■ **Prompt**
Reproduce the listing verbatim from its first line through the line containing "POLYGON ((407 116, 406", with that line included, and omit the pictures from your reply.

■ **Available records**
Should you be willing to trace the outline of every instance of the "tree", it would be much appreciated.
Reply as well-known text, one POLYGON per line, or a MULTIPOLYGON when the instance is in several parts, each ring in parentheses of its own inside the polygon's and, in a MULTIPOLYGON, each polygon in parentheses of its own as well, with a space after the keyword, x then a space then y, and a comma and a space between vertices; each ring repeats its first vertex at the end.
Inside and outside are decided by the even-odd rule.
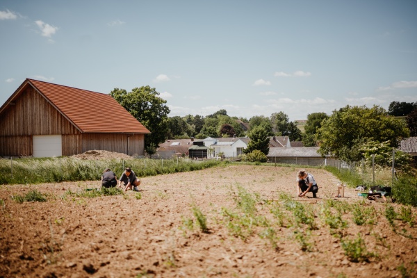
POLYGON ((334 155, 346 161, 360 158, 359 148, 369 141, 389 141, 389 146, 398 146, 398 139, 408 137, 409 132, 404 121, 387 115, 383 108, 374 106, 347 106, 334 111, 322 122, 318 129, 323 156, 334 155))
POLYGON ((236 134, 233 126, 229 124, 223 124, 220 127, 220 135, 222 137, 233 137, 236 134))
POLYGON ((256 126, 250 131, 248 134, 250 141, 247 143, 247 147, 245 149, 245 154, 250 154, 258 149, 265 155, 269 153, 269 138, 268 132, 262 126, 256 126))
POLYGON ((151 134, 145 137, 145 149, 158 146, 167 138, 167 115, 170 108, 167 101, 159 97, 159 92, 149 85, 135 88, 131 92, 115 88, 110 93, 122 106, 142 123, 151 134))
POLYGON ((272 124, 269 117, 265 116, 253 116, 249 120, 249 127, 250 129, 258 126, 263 127, 263 129, 268 131, 268 136, 274 136, 272 124))
POLYGON ((179 116, 169 117, 167 124, 168 138, 184 138, 193 136, 193 131, 191 127, 183 118, 179 116))
POLYGON ((288 136, 290 141, 301 141, 302 139, 301 131, 293 122, 288 123, 286 135, 288 136))
POLYGON ((289 122, 288 115, 281 111, 271 114, 270 120, 272 125, 272 132, 277 136, 285 136, 284 133, 287 131, 289 122))
POLYGON ((407 116, 406 121, 410 130, 410 136, 417 136, 417 109, 407 116))
POLYGON ((391 116, 407 116, 414 109, 417 109, 417 101, 414 103, 392 101, 389 104, 388 113, 391 116))
POLYGON ((321 127, 324 120, 329 118, 325 113, 314 113, 307 115, 307 122, 304 125, 304 136, 302 143, 305 147, 314 147, 317 145, 317 131, 321 127))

■ **Worked solution**
Should you be willing to trace the outline of every instance of the "tree", it would be much appreciated.
Reply as well-known text, one POLYGON per line, or a MULTIPOLYGON when the instance is in several parts, each ring in parentheses of its own inside the polygon's and, in a MULTIPOLYGON, each polygon in parentheses of its own as well, with a space after the keyword, x then a space then y, and a comma and a space between vertices; each ring repeats its first vertex at the end.
Inside and outside are decided by the even-odd rule.
POLYGON ((334 155, 346 161, 360 158, 359 148, 369 141, 389 141, 389 146, 398 146, 398 139, 408 137, 409 132, 404 121, 387 115, 383 108, 374 106, 347 106, 334 111, 322 122, 318 129, 323 156, 334 155))
POLYGON ((236 134, 233 126, 229 124, 223 124, 220 127, 220 135, 222 137, 233 137, 236 134))
POLYGON ((256 126, 250 131, 248 134, 250 141, 247 143, 247 147, 245 149, 245 154, 250 154, 258 149, 265 155, 269 153, 269 138, 268 132, 262 126, 256 126))
POLYGON ((151 134, 145 137, 145 149, 158 146, 167 138, 167 115, 170 108, 167 101, 159 97, 159 92, 149 85, 135 88, 131 92, 115 88, 110 93, 122 106, 142 123, 151 134))
POLYGON ((272 124, 269 117, 265 116, 253 116, 249 120, 249 127, 250 129, 258 126, 263 127, 263 129, 268 131, 268 136, 274 136, 272 124))
POLYGON ((179 116, 169 117, 167 124, 168 138, 184 138, 193 136, 193 131, 191 127, 183 118, 179 116))
POLYGON ((288 136, 290 141, 301 141, 302 139, 301 131, 293 122, 288 123, 286 135, 288 136))
POLYGON ((289 122, 288 115, 281 111, 271 114, 270 120, 272 125, 272 132, 277 136, 285 136, 284 133, 287 131, 289 122))
POLYGON ((407 116, 406 121, 410 130, 410 136, 417 136, 417 109, 407 116))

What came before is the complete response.